**Page excerpt:**
---------------
In order to do interatomic force constant (IFC) calculations, and to compute associated phonon band structure and thermodynamical properties, you should first have some theoretical background. Let us assume that you have read the literature relative to the first tutorial on DFPT. You might find additional material, related to the present section, in [Gonze1997a] -especially section IX-, [Lee1995] and [Baroni2001]. If you haven’t read parts of these references, we strongly advise you to take the time to read them now.
In short, the idea is that, in order to compute properties for which the phonon frequencies are needed in the full Brillouin zone, one can use an elaborate Fourier interpolation, so that only few dynamical matrices need to be computed directly. Others will be computed by interpolation. A schematic representation of the different steps required to compute the dynamical matrix in the IBZ and post-process the results with anaddb is given below.
The calculation is done for AlAs, the same crystalline material as for
the first tutorial on DFPT. Many input parameters are also quite
similar, both at the level of the description of the unit cell and for
the choice of cut-off energy and k point grid. The input file
trf2_2.abi
consists of a loop over a small set of phonons, and all other
phonons will be determined later by interpolation. Moreover, the electric
field perturbation is also a long wavelength, hence Gamma phonon perturbation,
and can be computed at the same time. Thus our first dataset in
trf2_2.abi
is the Gamma phonon and the electric field both, and the other
datasets are the additional nonzero q point phonons we wish to consider explicitly.
---------------
**Provided data:**
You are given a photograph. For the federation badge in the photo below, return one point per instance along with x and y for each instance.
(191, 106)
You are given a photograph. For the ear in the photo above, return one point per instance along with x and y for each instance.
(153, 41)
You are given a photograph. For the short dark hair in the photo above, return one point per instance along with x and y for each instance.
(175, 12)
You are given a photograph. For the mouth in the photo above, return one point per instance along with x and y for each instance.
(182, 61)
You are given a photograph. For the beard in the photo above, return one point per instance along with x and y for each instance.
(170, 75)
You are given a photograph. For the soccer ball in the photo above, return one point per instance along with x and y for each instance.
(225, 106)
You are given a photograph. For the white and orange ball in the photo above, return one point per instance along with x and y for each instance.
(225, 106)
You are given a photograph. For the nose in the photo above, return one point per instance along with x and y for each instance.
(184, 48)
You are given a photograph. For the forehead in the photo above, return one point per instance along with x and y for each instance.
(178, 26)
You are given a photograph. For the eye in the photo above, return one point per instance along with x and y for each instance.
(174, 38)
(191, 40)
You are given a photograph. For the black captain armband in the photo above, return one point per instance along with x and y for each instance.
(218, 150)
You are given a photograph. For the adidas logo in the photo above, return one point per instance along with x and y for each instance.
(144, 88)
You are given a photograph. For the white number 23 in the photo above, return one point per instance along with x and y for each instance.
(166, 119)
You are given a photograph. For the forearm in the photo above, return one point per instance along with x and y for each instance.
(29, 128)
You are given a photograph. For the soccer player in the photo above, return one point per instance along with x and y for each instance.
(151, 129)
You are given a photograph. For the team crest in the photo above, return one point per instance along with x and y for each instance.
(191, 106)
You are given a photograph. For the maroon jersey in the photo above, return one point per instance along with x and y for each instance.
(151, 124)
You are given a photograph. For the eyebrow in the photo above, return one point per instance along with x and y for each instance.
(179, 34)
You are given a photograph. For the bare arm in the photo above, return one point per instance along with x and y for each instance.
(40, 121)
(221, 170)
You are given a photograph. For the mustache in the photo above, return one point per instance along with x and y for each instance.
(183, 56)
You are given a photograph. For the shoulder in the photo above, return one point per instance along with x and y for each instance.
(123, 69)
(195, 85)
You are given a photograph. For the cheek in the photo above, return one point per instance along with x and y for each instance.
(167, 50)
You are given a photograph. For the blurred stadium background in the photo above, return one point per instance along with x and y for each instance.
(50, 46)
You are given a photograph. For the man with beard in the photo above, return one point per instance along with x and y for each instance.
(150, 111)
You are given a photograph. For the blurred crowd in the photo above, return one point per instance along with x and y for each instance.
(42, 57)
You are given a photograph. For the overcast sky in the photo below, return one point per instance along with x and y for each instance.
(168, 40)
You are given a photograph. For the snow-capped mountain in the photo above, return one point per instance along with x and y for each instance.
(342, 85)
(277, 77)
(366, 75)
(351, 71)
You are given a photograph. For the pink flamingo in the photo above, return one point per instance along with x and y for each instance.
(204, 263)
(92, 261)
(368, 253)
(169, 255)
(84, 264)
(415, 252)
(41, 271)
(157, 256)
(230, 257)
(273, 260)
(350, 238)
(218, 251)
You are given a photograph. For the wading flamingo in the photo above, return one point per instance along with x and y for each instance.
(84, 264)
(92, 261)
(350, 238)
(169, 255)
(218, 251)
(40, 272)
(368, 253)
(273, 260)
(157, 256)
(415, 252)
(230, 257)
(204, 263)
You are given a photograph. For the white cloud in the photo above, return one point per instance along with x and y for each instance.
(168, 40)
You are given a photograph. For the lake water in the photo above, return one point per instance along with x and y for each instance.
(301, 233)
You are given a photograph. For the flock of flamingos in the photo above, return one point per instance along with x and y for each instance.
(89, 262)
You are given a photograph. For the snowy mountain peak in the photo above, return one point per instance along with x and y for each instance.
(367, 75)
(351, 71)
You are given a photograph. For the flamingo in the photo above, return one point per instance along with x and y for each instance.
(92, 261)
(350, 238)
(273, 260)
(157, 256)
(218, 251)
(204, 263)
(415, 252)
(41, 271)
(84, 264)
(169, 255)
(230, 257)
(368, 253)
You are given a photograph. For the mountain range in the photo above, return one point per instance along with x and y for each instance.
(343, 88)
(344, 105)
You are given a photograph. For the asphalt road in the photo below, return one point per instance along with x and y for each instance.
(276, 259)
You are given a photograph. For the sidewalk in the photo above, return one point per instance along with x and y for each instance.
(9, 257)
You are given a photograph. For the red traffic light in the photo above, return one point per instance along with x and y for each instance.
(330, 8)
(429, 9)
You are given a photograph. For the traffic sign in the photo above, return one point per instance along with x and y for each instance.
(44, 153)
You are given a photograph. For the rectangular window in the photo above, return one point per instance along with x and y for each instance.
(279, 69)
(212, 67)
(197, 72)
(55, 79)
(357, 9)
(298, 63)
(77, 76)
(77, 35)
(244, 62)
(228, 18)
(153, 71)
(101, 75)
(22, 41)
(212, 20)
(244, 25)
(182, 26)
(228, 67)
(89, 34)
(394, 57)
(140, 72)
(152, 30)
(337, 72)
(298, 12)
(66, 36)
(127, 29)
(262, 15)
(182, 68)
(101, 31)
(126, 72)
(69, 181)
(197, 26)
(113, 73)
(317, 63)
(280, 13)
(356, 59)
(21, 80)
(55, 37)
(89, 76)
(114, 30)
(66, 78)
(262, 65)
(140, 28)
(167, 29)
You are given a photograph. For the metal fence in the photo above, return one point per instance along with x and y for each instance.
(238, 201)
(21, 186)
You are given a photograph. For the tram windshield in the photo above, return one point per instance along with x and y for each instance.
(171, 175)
---------------
**Work to do:**
1. Which bracketed references does the phonon tutorial excerpt cite?
2. How would you say this sentence from the phonon tutorial excerpt in Spanish: "The calculation is done for AlAs, the same crystalline material as for the first tutorial on DFPT."
3. Could you resume the phonon tutorial excerpt after its last sentence?
The entries come from a different source.

**Set of answers:**
1. [Gonze1997a], [Lee1995], [Baroni2001]

2. El cálculo se realiza para AlAs, el mismo material cristalino que en el primer tutorial sobre DFPT.

3.
The values of the phonon q wavevectors are not determined arbitrarily. They must correspond to the q wavevectors needed by the ANADDB utility (see later), that is, they should form a reduced set of symmetry-inequivalent wavevectors, corresponding to a regularly spaced grid. In principle, they need not include the Gamma point, but it is recommended to have it in the set, in order for the Fourier interpolation not to introduce errors at that important point.
Tip
In order to minimize the number of preliminary non-self-consistent calculations, it is advised to take a q point mesh that is adjusted to the k point mesh used for the electronic structure: all q wavevectors should connect two k point wavevectors from this grid.
Such a set of q wavevectors can be generated conveniently, and
automatically, in the input file, using qptopt, ngqpt,
nshiftq, and shiftq, quite analogously to what can be done
with the k point grid. Look again at the file trf2_2.abi
and note that
ngqpt 4 4 4 is used, mirroring ngkpt, but with nshiftq 1 and
shiftq 0 0 0 to produce an unshifted set, which will include the Gamma point.
Tip
Never forget to use nqpt 1, whenever qpt is being input, either directly or implicitly. If nqpt is absent in the input file, it defaults to zero which leads to qpt being ignored.
This approach is conveniently combined with ndtset and iqpt to
step automatically through the generated q points, as is done in our
file with ndtset 8 and iqpt: 1 iqpt+ 1. This raises the
question, though, of how one would know in advance that there will be
8 q points in the current set. For this one can use
abitk, a convenient tool built along with ABINIT and
used to examine output files in netcdf
format. Run it on our
original ground state file as:
abitk ibz trf2_1o_DS1_GSR.nc --ngkpt 4 4 4 --shiftk 0 0 0
and you should obtain a list of the k points (equivalently q points) generated with a
4 4 4
unshifted mesh, for the current input structure. There are 8 of them, and the
set includes the Gamma point, as desired.
At this point, it might be worth examining in some detail one of the Derivative Databases that has been created by the trf2_2 run. We suppose that the file trf2_2o_DS1_DDB has already been created. It corresponds to the first dataset, namely the response to q = 0 and electric field. Open this file, and read the 6.5 section of the respfn help file. Examine the trf2_2o_DS1_DDB file carefully.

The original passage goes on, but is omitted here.